ACTIVITY:
Set down, without alteration, the lines from the one that contains "Place one keypoint on each instance of the bird's body" through the final line of the material below.
EXCERPTED RECORDS section start
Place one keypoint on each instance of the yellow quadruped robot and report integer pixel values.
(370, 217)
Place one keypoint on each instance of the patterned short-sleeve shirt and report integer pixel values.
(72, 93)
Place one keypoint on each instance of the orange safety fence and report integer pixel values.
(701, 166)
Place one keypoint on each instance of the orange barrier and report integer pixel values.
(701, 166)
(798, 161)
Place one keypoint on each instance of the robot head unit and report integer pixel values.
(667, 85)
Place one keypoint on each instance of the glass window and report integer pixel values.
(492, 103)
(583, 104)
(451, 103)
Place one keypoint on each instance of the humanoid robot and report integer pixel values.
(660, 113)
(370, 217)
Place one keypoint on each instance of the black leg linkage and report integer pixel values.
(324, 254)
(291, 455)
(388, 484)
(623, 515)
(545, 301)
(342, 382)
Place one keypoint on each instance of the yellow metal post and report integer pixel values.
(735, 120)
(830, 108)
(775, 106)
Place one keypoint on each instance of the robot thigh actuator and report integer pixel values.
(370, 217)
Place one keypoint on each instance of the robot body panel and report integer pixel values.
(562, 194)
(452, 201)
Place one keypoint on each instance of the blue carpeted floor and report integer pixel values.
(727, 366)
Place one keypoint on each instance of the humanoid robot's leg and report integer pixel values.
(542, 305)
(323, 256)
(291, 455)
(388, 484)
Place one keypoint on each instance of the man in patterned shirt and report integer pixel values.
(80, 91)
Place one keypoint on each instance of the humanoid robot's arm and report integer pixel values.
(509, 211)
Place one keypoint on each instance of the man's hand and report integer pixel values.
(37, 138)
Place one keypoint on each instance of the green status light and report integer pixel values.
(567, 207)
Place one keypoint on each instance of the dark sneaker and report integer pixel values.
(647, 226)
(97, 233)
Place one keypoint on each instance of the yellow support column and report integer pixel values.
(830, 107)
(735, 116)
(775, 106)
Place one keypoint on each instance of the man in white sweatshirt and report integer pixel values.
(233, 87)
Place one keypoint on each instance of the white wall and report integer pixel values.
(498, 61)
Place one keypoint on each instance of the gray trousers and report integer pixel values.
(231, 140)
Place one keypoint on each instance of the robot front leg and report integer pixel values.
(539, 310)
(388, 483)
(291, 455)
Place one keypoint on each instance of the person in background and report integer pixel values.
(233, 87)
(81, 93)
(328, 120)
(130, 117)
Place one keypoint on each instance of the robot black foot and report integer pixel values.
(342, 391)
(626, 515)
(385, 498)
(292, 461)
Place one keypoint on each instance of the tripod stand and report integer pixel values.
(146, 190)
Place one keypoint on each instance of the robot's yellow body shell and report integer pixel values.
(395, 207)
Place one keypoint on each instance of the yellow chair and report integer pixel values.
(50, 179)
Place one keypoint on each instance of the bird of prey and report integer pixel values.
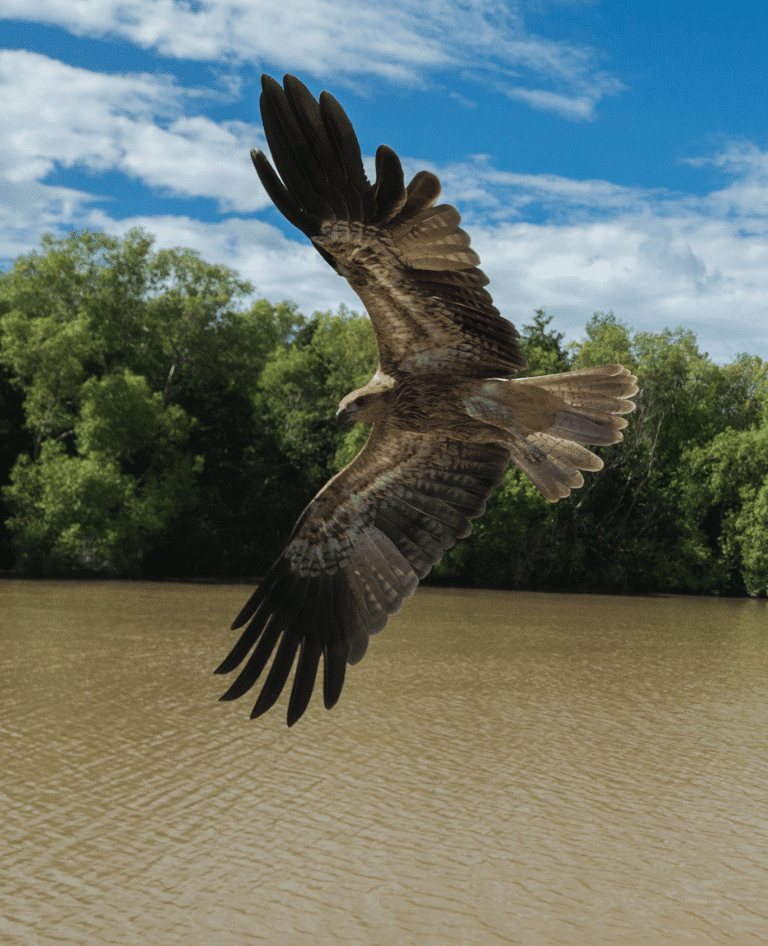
(446, 422)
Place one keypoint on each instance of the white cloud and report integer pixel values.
(576, 108)
(128, 123)
(400, 41)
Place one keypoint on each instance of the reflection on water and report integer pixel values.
(502, 768)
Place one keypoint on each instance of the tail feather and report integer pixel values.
(548, 418)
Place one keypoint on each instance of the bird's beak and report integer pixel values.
(346, 415)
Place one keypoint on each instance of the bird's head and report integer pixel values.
(368, 404)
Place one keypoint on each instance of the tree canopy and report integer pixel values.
(154, 422)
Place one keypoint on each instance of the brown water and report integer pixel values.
(501, 768)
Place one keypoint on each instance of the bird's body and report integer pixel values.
(446, 421)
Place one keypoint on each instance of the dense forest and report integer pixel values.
(153, 425)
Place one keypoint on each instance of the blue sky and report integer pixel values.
(604, 156)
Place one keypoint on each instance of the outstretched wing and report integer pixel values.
(358, 550)
(407, 259)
EXCERPTED RECORDS section end
RESPONSE TO THIS TASK:
Place one keypoint on each instance of the bird's body and report integer pixel values.
(446, 421)
Place one keypoint on each instance of the dense forest and report integer pixel values.
(153, 425)
Place one keypoint on each instance of the blue sky and report integer pixel values.
(604, 156)
Place one keypoint on each instance of the outstretched wing and report integer pixel values.
(358, 550)
(407, 259)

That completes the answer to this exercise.